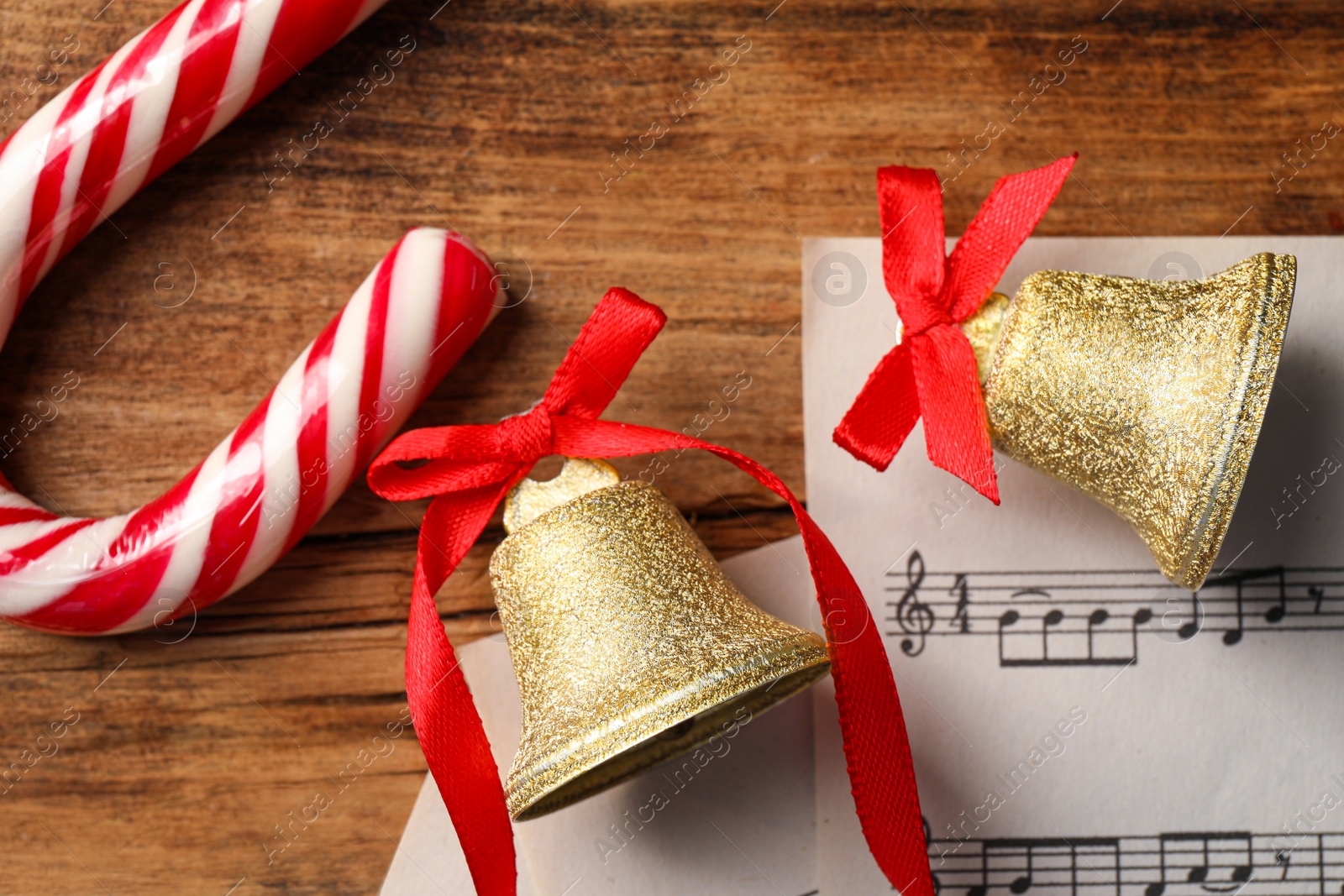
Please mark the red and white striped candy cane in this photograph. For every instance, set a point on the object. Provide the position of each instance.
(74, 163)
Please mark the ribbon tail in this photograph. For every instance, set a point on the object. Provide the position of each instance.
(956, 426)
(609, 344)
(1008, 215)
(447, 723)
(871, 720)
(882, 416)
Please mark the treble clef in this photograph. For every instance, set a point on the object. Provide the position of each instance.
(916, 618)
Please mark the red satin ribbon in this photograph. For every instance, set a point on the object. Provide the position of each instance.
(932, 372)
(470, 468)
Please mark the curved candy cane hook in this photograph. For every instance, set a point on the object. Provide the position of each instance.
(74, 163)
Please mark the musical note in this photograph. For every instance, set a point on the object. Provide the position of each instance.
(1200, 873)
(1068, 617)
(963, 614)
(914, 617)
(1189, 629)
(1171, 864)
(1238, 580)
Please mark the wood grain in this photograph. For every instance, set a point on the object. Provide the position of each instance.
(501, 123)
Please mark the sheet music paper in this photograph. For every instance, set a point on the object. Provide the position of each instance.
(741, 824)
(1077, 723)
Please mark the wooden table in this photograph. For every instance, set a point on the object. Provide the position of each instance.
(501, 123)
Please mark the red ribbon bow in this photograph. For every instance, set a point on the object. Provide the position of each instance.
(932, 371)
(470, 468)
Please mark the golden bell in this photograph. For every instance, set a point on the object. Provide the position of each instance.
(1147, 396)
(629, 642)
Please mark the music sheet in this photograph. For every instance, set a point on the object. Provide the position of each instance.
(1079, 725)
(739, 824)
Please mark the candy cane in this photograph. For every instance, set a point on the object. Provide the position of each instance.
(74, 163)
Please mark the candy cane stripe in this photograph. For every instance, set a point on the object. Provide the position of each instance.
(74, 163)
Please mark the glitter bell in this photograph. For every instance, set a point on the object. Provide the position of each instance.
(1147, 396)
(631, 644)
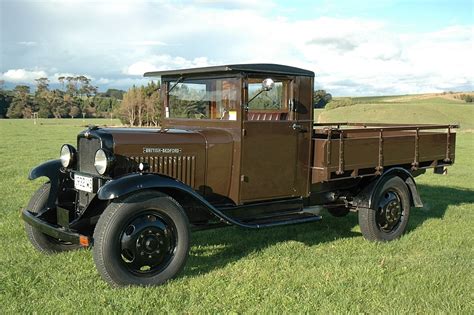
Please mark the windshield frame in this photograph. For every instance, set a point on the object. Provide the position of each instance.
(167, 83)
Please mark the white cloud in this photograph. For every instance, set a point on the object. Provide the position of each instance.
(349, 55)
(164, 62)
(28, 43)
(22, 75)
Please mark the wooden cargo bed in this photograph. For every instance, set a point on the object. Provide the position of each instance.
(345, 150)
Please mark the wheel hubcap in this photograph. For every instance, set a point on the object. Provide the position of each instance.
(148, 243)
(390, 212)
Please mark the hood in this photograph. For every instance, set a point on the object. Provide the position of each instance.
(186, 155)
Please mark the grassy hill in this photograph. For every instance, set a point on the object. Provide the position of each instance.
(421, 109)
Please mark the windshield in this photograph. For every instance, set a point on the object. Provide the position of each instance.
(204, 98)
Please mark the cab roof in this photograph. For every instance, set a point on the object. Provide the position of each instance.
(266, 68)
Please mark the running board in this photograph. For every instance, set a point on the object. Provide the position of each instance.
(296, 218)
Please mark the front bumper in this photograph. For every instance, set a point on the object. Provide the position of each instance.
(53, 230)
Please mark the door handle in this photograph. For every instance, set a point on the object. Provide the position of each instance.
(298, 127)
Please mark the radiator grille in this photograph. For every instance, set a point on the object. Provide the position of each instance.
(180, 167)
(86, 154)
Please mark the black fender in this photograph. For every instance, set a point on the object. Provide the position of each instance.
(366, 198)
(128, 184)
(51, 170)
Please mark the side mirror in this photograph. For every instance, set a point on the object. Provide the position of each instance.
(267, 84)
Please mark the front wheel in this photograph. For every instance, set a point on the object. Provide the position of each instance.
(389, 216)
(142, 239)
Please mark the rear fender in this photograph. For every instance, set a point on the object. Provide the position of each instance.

* * *

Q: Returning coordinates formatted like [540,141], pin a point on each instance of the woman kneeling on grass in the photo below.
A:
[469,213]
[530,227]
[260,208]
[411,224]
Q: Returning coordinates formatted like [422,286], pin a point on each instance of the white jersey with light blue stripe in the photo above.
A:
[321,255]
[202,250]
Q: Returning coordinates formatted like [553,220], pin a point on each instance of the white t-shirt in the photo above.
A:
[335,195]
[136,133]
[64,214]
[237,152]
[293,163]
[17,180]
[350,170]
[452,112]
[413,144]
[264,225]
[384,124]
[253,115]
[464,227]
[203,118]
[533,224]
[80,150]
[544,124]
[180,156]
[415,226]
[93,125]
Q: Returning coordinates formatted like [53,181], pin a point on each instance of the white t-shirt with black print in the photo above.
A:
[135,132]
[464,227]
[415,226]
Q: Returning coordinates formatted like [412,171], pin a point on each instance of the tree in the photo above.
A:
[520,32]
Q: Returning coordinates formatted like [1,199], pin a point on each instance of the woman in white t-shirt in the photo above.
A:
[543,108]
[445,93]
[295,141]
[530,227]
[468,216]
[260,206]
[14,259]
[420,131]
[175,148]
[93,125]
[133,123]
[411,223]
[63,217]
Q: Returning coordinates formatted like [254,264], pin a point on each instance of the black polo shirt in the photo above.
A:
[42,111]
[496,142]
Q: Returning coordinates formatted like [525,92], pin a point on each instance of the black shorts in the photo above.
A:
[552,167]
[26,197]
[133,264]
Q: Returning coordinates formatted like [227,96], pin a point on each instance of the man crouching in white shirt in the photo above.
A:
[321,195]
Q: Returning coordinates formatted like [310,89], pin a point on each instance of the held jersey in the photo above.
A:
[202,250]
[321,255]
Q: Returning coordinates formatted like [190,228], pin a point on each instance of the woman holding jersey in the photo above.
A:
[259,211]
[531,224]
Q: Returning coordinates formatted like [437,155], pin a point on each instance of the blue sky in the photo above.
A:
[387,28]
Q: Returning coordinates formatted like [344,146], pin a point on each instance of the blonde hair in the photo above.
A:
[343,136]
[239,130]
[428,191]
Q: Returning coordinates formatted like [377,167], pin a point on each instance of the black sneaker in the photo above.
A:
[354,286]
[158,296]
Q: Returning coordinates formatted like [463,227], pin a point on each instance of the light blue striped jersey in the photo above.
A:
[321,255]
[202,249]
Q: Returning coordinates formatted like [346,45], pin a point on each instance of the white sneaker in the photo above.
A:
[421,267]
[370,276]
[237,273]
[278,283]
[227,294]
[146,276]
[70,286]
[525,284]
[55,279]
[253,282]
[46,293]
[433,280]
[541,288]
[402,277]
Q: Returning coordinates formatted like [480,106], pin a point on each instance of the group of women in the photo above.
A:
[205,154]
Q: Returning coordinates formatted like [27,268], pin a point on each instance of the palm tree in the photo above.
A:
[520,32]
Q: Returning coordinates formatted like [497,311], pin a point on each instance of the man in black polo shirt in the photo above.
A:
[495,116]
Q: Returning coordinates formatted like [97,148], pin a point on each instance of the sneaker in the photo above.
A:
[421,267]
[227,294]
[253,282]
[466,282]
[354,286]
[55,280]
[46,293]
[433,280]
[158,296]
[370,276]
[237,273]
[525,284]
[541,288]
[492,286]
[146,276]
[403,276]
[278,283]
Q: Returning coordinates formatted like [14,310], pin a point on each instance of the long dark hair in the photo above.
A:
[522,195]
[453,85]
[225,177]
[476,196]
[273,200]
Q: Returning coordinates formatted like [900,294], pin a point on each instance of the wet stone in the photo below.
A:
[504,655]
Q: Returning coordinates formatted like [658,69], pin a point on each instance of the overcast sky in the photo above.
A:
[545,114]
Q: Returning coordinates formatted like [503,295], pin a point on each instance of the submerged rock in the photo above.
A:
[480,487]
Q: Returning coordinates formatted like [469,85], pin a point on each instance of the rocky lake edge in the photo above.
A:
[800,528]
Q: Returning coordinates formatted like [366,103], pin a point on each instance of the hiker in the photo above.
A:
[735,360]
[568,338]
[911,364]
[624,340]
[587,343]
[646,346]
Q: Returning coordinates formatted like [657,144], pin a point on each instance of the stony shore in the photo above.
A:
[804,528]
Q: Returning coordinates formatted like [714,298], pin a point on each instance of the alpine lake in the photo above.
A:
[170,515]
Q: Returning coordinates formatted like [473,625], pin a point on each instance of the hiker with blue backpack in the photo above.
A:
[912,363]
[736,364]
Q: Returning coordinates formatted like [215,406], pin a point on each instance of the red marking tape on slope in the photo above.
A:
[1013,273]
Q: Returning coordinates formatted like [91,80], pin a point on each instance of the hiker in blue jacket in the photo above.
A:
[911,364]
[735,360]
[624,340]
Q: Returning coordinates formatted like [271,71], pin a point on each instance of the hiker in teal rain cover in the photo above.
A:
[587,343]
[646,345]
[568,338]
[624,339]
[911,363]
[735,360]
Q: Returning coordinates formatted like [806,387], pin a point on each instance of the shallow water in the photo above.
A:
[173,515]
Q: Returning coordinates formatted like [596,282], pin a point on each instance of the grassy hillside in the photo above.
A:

Request.
Show each line above that contains the word "ribbon", copying every such line in full. Case counts.

Response to the exercise.
Please mark the ribbon tail in this photograph. For every instance, set a point on the object. Provide the position of each instance.
Please mark the red satin ribbon in this photograph. For every instance, set a point on the object. Provide the position of each instance.
Please mark the red ribbon bow in this photograph. For every instance, set a point on the object. Provide the position of each instance.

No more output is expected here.